— START OF Supplied text —
Login  Register

Re: 答复: 答复: 答复: 答复: Openmp work on mcarlo : Dynamic Creator MT

Posted by Peter Caspers-4 on Sep 21, 2014; 3:10pm
URL: http://quantlib.414.s1.nabble.com/Re-Openmp-work-on-mcarlo-Dynamic-Creator-MT-tp15832p15904.html

Hi Cheng,

I switched to a template class for precomputed twisters, which is
faster by a factor of 2 (450ms instead of 870ms). This can be
instantiated with

MersenneTwisterCustomRng<Mtdesc19937_5> mt(42);

with 5 replaceable by 0 to 7 as before. The other is only needed now
if you want to create a mt during runtime.

The pull request is updated accordingly.

Best regards
Peter




On 21 September 2014 08:11, cheng.li <[hidden email]> wrote:

> Hi Peter,
>
> Thanks for your hard work. I think our results are consistent.
>
> Regards,
> Cheng
>
> -----邮件原件-----
> 发件人: Peter Caspers [mailto:[hidden email]]
> 发送时间: 2014年9月21日 0:33
> 收件人: cheng li
> 抄送: QuantLib Mailing Lists
> 主题: Re: 答复: 答复: 答复: [Quantlib-dev] Openmp work on mcarlo : Dynamic Creator MT
>
> Hi Cheng,
>
> sorry, this was my fault, I messed up the timings, because I did not use consistent optimizer flags when compiling the library and the test program.
— END OF Supplied text —
Problems
1. Answer these questions from the post above, one answer per line, marked the same way:
(a) How long does the template class for precomputed twisters take, compared with the earlier time?
(b) Which numbers can take the place of 5 in Mtdesc19937_5?
(c) What does Cheng say about the two sets of results?
2. In one to three sentences, explain why Peter says his earlier timings were wrong, using what the post above gives as the cause.
3. From the post above, repeat word for word the passage that begins with the words containing "Posted by Peter" and ends with "mt during runtime.".
— START OF Supplied entries —
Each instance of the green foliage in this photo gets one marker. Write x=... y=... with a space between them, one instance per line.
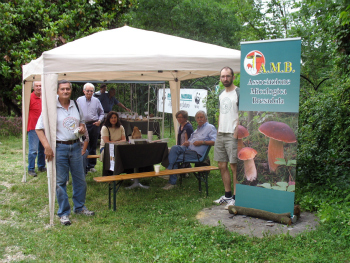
x=332 y=205
x=324 y=141
x=10 y=126
x=28 y=28
x=153 y=225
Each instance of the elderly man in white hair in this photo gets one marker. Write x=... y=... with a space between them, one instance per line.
x=193 y=148
x=93 y=115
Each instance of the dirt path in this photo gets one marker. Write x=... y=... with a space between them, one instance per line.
x=245 y=225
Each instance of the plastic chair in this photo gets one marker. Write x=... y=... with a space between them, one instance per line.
x=201 y=176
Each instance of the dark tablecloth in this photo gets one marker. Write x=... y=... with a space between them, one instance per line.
x=142 y=125
x=131 y=156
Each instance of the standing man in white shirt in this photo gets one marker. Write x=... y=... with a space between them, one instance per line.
x=68 y=153
x=226 y=142
x=93 y=115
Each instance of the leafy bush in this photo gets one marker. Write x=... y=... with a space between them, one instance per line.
x=324 y=139
x=10 y=126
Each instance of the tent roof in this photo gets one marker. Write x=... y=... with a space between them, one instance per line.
x=128 y=53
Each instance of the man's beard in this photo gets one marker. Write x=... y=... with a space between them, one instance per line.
x=227 y=84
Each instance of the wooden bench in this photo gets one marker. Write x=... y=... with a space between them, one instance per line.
x=201 y=174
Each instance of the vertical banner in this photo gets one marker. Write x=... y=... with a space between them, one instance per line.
x=269 y=105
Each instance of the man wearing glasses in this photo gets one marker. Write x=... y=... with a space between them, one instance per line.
x=93 y=114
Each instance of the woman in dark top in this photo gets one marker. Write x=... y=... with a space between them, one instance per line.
x=185 y=129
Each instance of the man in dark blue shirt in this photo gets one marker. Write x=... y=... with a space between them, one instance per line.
x=108 y=101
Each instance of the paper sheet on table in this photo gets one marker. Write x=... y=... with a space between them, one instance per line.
x=111 y=155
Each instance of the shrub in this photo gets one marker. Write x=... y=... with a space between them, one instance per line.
x=324 y=139
x=10 y=126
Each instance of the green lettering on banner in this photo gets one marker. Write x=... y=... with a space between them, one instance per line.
x=269 y=106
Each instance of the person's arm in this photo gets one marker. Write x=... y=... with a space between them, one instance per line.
x=101 y=114
x=85 y=145
x=210 y=138
x=122 y=106
x=48 y=151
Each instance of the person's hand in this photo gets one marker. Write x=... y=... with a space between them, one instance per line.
x=82 y=129
x=198 y=143
x=186 y=143
x=48 y=154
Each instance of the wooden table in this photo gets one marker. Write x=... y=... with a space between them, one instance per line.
x=131 y=156
x=142 y=125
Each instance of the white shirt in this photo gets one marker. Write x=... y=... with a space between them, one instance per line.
x=228 y=111
x=67 y=122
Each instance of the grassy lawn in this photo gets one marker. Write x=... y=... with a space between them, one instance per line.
x=149 y=225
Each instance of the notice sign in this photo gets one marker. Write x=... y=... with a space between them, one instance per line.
x=191 y=100
x=270 y=76
x=268 y=117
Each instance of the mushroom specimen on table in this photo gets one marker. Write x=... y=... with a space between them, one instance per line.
x=278 y=132
x=242 y=133
x=247 y=155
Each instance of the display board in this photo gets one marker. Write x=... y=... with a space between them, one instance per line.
x=269 y=106
x=191 y=100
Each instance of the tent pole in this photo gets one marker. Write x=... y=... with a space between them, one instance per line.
x=148 y=117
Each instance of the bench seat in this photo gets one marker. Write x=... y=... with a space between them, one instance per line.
x=201 y=174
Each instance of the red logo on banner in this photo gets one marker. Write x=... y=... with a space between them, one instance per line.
x=253 y=61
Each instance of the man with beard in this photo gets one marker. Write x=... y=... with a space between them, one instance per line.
x=226 y=141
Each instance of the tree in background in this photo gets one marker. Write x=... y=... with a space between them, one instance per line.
x=30 y=27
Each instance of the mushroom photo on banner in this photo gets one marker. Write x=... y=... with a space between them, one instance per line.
x=278 y=132
x=247 y=155
x=242 y=133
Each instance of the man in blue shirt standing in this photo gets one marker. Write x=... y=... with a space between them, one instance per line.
x=108 y=101
x=194 y=148
x=93 y=115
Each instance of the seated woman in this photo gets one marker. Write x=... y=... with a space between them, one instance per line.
x=112 y=131
x=185 y=129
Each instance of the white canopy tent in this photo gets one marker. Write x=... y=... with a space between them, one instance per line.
x=124 y=53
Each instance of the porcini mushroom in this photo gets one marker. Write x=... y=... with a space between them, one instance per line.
x=242 y=132
x=278 y=132
x=247 y=155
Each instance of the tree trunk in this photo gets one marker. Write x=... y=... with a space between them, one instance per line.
x=279 y=218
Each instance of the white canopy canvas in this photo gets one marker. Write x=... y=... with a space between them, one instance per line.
x=124 y=53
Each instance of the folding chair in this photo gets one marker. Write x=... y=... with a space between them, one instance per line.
x=201 y=176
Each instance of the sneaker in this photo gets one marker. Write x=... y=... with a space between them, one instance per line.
x=168 y=186
x=222 y=200
x=231 y=202
x=42 y=169
x=32 y=173
x=65 y=220
x=85 y=211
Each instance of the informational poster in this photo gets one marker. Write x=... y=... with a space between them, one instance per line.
x=268 y=105
x=191 y=100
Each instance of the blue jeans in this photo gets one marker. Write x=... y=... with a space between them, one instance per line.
x=85 y=161
x=69 y=158
x=35 y=148
x=179 y=154
x=94 y=134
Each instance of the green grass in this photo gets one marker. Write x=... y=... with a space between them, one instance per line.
x=149 y=225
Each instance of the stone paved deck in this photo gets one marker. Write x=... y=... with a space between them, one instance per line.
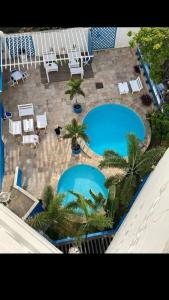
x=44 y=165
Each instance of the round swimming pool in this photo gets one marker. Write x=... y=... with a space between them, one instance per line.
x=81 y=178
x=108 y=126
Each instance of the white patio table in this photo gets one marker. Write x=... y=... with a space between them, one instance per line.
x=41 y=121
x=28 y=125
x=30 y=139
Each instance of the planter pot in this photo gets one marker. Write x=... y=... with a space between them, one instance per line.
x=77 y=108
x=76 y=150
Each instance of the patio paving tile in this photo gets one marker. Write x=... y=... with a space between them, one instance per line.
x=43 y=165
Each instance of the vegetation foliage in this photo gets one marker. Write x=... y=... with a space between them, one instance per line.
x=154 y=45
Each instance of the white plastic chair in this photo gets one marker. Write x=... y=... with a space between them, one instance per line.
x=15 y=127
x=123 y=88
x=41 y=121
x=12 y=83
x=26 y=110
x=136 y=85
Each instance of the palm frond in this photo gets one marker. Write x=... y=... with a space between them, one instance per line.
x=148 y=160
x=98 y=199
x=134 y=150
x=114 y=160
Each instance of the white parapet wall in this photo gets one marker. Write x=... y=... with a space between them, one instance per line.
x=122 y=40
x=146 y=227
x=18 y=237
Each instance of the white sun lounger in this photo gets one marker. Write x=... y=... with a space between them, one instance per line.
x=26 y=110
x=28 y=125
x=15 y=127
x=41 y=121
x=123 y=88
x=75 y=71
x=136 y=85
x=30 y=139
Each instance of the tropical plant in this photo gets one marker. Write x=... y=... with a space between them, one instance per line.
x=93 y=219
x=135 y=167
x=75 y=89
x=56 y=221
x=154 y=45
x=74 y=132
x=146 y=100
x=47 y=196
x=159 y=123
x=137 y=69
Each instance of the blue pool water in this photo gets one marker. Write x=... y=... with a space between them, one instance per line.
x=108 y=126
x=81 y=178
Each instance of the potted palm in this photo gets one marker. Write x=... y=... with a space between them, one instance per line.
x=75 y=131
x=73 y=91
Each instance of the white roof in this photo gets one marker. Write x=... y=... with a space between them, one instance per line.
x=145 y=229
x=36 y=47
x=18 y=237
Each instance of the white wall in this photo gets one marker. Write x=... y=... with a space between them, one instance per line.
x=18 y=237
x=60 y=40
x=122 y=40
x=146 y=227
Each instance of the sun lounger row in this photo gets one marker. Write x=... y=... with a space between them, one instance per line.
x=15 y=127
x=136 y=86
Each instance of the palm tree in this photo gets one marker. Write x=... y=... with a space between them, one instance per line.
x=74 y=132
x=135 y=167
x=75 y=89
x=57 y=221
x=92 y=219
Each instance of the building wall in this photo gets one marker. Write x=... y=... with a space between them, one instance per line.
x=60 y=39
x=145 y=229
x=122 y=40
x=18 y=237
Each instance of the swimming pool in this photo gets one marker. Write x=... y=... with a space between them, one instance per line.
x=108 y=126
x=81 y=178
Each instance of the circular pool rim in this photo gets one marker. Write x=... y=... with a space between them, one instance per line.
x=147 y=128
x=79 y=164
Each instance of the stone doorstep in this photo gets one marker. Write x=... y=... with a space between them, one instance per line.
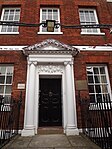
x=50 y=130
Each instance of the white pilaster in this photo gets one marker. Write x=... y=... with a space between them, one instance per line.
x=29 y=128
x=71 y=128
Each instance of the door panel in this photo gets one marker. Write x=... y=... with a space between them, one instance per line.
x=50 y=108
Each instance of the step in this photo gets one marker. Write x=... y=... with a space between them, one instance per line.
x=50 y=130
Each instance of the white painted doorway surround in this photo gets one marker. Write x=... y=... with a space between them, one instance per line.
x=50 y=58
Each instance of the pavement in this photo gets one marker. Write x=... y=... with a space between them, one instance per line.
x=51 y=141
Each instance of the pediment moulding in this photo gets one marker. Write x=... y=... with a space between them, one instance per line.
x=50 y=46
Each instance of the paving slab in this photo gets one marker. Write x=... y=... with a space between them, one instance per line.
x=54 y=141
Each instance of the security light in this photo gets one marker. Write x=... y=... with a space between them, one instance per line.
x=111 y=30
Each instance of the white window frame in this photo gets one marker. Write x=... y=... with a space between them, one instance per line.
x=96 y=19
x=59 y=29
x=107 y=79
x=3 y=10
x=6 y=84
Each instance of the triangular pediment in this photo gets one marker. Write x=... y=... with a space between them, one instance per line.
x=50 y=46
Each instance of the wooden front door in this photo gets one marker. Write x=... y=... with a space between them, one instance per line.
x=50 y=108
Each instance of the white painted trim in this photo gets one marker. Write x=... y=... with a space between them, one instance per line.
x=12 y=48
x=50 y=65
x=91 y=33
x=9 y=33
x=94 y=48
x=105 y=48
x=47 y=33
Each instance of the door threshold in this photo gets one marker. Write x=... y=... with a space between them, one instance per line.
x=50 y=130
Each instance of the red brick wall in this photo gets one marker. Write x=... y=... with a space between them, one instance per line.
x=30 y=13
x=19 y=62
x=80 y=62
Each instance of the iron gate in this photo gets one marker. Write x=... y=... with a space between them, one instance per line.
x=9 y=119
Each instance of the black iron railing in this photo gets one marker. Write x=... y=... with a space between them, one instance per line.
x=9 y=119
x=97 y=122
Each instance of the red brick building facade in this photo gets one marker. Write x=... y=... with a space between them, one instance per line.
x=89 y=52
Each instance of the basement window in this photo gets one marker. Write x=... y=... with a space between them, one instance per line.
x=98 y=83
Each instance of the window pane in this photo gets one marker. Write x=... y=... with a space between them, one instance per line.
x=1 y=89
x=7 y=99
x=91 y=88
x=102 y=70
x=97 y=79
x=2 y=79
x=2 y=70
x=104 y=89
x=92 y=98
x=5 y=79
x=89 y=70
x=8 y=89
x=49 y=14
x=103 y=79
x=9 y=70
x=98 y=88
x=99 y=98
x=88 y=16
x=96 y=71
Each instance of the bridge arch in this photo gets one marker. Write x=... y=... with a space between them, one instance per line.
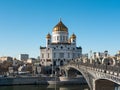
x=83 y=72
x=104 y=84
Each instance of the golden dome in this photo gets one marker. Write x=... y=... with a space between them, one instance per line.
x=48 y=36
x=73 y=36
x=60 y=27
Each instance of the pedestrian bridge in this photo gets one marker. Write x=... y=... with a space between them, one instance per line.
x=99 y=76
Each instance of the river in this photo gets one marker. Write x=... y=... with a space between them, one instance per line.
x=44 y=87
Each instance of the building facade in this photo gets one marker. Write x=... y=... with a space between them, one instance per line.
x=60 y=48
x=23 y=57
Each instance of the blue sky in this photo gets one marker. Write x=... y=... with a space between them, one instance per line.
x=25 y=23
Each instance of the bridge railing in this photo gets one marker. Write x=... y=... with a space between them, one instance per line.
x=109 y=69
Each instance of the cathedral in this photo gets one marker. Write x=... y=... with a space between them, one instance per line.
x=60 y=48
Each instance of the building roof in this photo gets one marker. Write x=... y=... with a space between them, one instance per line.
x=60 y=27
x=48 y=36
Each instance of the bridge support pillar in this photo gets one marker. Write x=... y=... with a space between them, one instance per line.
x=104 y=85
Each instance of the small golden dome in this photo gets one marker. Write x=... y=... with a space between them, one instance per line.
x=48 y=36
x=73 y=36
x=60 y=27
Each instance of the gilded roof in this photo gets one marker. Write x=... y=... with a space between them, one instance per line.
x=73 y=36
x=48 y=36
x=60 y=27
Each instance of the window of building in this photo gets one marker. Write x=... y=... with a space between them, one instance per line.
x=48 y=55
x=54 y=63
x=57 y=37
x=60 y=38
x=42 y=55
x=61 y=55
x=68 y=55
x=63 y=38
x=54 y=55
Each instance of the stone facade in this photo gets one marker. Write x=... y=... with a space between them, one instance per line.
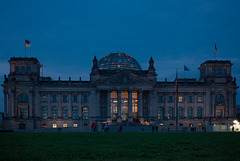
x=119 y=92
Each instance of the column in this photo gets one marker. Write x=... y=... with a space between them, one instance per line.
x=140 y=116
x=119 y=106
x=5 y=104
x=130 y=106
x=109 y=105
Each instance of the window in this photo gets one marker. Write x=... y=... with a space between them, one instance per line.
x=189 y=112
x=17 y=69
x=170 y=99
x=44 y=112
x=65 y=113
x=160 y=99
x=170 y=113
x=44 y=98
x=180 y=99
x=64 y=98
x=199 y=112
x=85 y=99
x=85 y=113
x=220 y=98
x=180 y=113
x=23 y=113
x=74 y=98
x=190 y=99
x=199 y=99
x=160 y=113
x=54 y=98
x=55 y=113
x=75 y=113
x=29 y=69
x=23 y=70
x=23 y=98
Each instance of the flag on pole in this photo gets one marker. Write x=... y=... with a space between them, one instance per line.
x=216 y=49
x=27 y=43
x=186 y=69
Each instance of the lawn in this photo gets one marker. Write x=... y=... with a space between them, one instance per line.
x=119 y=146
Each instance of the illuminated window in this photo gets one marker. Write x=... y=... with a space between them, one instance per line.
x=189 y=112
x=44 y=113
x=54 y=112
x=199 y=112
x=180 y=113
x=160 y=99
x=23 y=113
x=170 y=113
x=65 y=113
x=85 y=113
x=114 y=103
x=23 y=98
x=160 y=113
x=75 y=112
x=180 y=99
x=190 y=99
x=199 y=99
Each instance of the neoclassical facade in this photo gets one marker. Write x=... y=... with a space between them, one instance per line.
x=119 y=92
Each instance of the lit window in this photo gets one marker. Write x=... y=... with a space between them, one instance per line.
x=189 y=112
x=160 y=99
x=199 y=99
x=65 y=113
x=190 y=99
x=180 y=99
x=44 y=112
x=55 y=113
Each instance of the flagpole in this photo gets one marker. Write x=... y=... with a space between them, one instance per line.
x=176 y=95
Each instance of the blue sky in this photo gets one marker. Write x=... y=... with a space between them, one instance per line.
x=66 y=35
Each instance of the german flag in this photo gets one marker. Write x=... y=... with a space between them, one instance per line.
x=27 y=43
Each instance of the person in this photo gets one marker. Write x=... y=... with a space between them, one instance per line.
x=118 y=128
x=106 y=127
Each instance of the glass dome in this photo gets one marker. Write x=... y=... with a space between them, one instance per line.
x=118 y=61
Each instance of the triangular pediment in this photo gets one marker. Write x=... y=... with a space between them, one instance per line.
x=124 y=78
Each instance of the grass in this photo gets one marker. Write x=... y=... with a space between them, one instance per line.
x=120 y=146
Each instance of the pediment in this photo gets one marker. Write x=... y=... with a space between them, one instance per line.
x=124 y=78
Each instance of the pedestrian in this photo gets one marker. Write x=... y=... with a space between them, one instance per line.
x=106 y=127
x=118 y=128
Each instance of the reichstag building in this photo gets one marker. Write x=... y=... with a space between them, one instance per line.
x=119 y=92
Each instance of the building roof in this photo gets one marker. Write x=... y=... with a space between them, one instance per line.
x=118 y=61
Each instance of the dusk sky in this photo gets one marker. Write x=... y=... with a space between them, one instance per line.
x=66 y=35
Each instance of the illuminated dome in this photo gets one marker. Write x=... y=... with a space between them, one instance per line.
x=118 y=61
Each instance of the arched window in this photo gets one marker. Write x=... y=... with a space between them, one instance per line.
x=75 y=113
x=23 y=98
x=55 y=113
x=189 y=112
x=85 y=113
x=199 y=112
x=44 y=113
x=160 y=113
x=170 y=113
x=220 y=98
x=180 y=113
x=65 y=113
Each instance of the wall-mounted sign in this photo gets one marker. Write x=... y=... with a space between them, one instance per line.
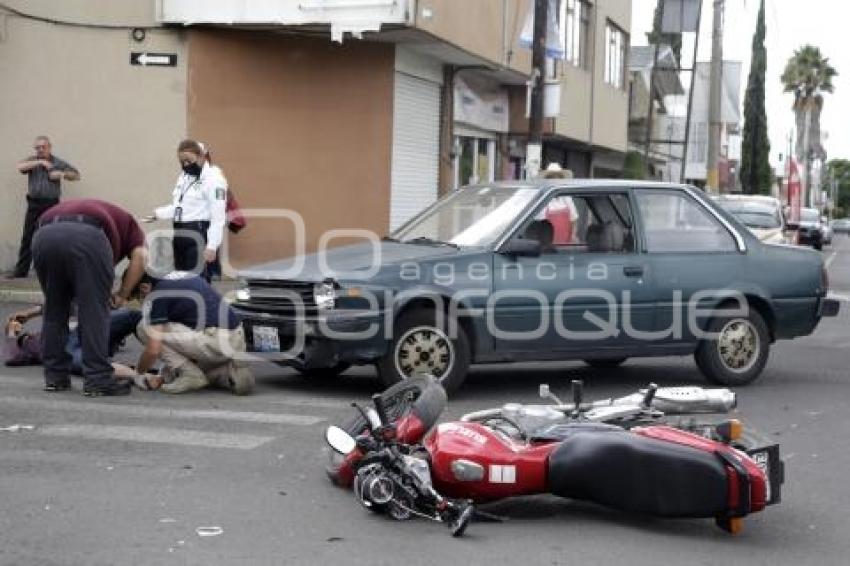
x=153 y=59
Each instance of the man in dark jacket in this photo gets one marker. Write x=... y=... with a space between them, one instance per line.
x=45 y=173
x=75 y=250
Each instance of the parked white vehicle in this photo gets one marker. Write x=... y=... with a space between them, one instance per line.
x=827 y=230
x=761 y=214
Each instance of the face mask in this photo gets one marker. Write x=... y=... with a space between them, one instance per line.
x=193 y=169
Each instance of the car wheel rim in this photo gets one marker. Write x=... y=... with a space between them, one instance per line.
x=424 y=350
x=738 y=345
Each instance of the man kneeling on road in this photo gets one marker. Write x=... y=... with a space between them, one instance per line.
x=196 y=335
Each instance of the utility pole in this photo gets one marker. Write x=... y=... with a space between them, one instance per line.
x=715 y=120
x=534 y=150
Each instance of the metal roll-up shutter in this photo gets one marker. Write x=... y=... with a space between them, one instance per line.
x=416 y=147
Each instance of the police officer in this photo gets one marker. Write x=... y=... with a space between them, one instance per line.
x=75 y=249
x=197 y=209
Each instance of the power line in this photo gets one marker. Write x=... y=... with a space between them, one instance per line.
x=67 y=23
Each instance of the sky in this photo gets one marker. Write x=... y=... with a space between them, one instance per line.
x=790 y=24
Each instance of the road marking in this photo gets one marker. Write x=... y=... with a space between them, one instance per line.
x=830 y=259
x=165 y=413
x=156 y=435
x=300 y=402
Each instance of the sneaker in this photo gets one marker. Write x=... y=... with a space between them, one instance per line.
x=108 y=389
x=185 y=383
x=241 y=379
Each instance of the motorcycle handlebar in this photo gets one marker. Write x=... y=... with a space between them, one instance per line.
x=380 y=409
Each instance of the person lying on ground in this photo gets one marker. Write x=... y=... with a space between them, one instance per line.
x=23 y=348
x=194 y=333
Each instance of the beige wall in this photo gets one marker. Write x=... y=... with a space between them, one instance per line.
x=296 y=124
x=118 y=123
x=591 y=110
x=486 y=28
x=611 y=105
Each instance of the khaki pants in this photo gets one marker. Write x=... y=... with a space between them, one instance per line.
x=208 y=353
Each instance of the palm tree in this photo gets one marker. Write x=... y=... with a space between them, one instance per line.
x=808 y=74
— END OF Supplied entries —
List of solutions
1.
(a) 450ms, compared with 870ms before.
(b) Any number from 0 to 7.
(c) Cheng thinks they are consistent.

2. Peter says he messed up the timings because he did not use consistent optimizer flags when he compiled the library and the test program.

3.
Posted by Peter Caspers-4 on Sep 21, 2014; 3:10pm
URL: http://quantlib.414.s1.nabble.com/Re-Openmp-work-on-mcarlo-Dynamic-Creator-MT-tp15832p15904.html

Hi Cheng,

I switched to a template class for precomputed twisters, which is
faster by a factor of 2 (450ms instead of 870ms). This can be
instantiated with

MersenneTwisterCustomRng<Mtdesc19937_5> mt(42);

with 5 replaceable by 0 to 7 as before. The other is only needed now
if you want to create a mt during runtime.